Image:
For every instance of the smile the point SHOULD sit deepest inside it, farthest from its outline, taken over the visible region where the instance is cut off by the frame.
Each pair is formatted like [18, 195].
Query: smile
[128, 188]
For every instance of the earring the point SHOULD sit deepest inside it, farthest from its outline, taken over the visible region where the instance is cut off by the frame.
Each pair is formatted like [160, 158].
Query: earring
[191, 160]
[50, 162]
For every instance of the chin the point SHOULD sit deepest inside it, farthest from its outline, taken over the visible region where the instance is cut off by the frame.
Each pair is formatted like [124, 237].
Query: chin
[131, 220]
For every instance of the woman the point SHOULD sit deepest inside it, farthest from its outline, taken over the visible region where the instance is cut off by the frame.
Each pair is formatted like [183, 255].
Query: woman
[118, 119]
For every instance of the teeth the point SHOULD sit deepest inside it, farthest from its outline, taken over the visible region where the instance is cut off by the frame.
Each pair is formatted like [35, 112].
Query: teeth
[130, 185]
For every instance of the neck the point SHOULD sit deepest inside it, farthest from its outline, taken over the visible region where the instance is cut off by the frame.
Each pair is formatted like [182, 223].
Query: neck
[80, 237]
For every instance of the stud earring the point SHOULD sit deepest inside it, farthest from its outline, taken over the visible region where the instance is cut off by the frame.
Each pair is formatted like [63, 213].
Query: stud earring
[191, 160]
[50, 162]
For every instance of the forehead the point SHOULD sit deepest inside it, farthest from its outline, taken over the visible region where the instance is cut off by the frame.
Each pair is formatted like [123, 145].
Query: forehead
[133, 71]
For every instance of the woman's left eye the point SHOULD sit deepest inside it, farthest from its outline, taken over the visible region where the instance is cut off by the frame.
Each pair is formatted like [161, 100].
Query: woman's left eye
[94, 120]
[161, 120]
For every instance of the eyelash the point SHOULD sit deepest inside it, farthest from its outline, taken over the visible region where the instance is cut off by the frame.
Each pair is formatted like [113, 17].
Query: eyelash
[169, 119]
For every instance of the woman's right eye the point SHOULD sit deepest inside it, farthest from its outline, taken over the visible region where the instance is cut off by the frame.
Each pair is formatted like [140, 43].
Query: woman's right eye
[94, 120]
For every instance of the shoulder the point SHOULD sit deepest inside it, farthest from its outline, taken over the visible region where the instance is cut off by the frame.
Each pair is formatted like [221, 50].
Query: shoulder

--------------------------------

BRIEF
Repeat the data exactly. Leave nothing out.

ANSWER TO THE TASK
Image:
For every instance of the smile the point SHOULD sit deepest inside it, farthest from its outline, taken over the visible region where the instance is cut off by the frame.
Each pair is formatted like [18, 195].
Query: smile
[128, 188]
For every instance of the earring the point SHOULD sit deepest inside it, farthest from its outline, taken over the visible region where the instance is cut off by the frame.
Each pair is formatted like [160, 158].
Query: earring
[191, 160]
[50, 162]
For every instance of the chin the point SHOULD sit deepest inside it, farthest from its outline, taken over the visible region where the instance is cut off by the frame.
Each pair is formatted like [124, 237].
Query: chin
[131, 220]
For every instance of the woman the point SHOULD sit deepest inside it, farthest from its outline, taken over the visible region where the instance is cut off by the frame.
Each pair is formatted like [183, 255].
Query: woman
[118, 119]
For every instance of the teeth the point SHOULD sit deepest inside it, farthest from its outline, taken over the visible region where the instance is cut off by the frame.
Each pair is formatted like [35, 112].
Query: teeth
[130, 185]
For every instance of the neck the point SHOULD sit deepest inside it, farthest from its outline, taken over the visible region where the instance is cut off by the frame.
Each pair is formatted like [182, 223].
Query: neck
[80, 237]
For every instance of the stud earring the point SHOULD sit deepest inside it, farthest from its outline, taken over the visible region where the instance is cut off by the frame.
Each pair is formatted like [63, 213].
Query: stud earring
[191, 160]
[50, 162]
For every instance of the forehead the point SHOULD sit deepest inside it, farthest from its outline, taken over the visible region where the instance is cut off by the frame.
Each pair is formatted like [123, 145].
Query: forehead
[133, 71]
For every instance of the woman's left eye the point SHOULD sit deepest inside it, farthest from its outline, taken over the visible region where the instance is cut off by the frame.
Each pair is formatted like [161, 100].
Query: woman's left eye
[94, 120]
[161, 120]
For every instance of the eyelash the point SHOULD sit deepest inside it, farthest from its outline, taken over the visible region where the instance is cut off by the frame.
Each pair is formatted like [113, 17].
Query: eyelash
[169, 119]
For every instance of the woman's right eye the point SHOULD sit deepest inside it, farthest from its outline, taken over the visible region where the instance is cut off by the frame.
Each pair is formatted like [140, 43].
Query: woman's right eye
[94, 120]
For every instance of the shoulder the point SHOULD sit deepest inside it, farthest from its outline, taken over the visible region where the instance is cut off by the frame.
Each pair is formatted like [221, 50].
Query: shoulder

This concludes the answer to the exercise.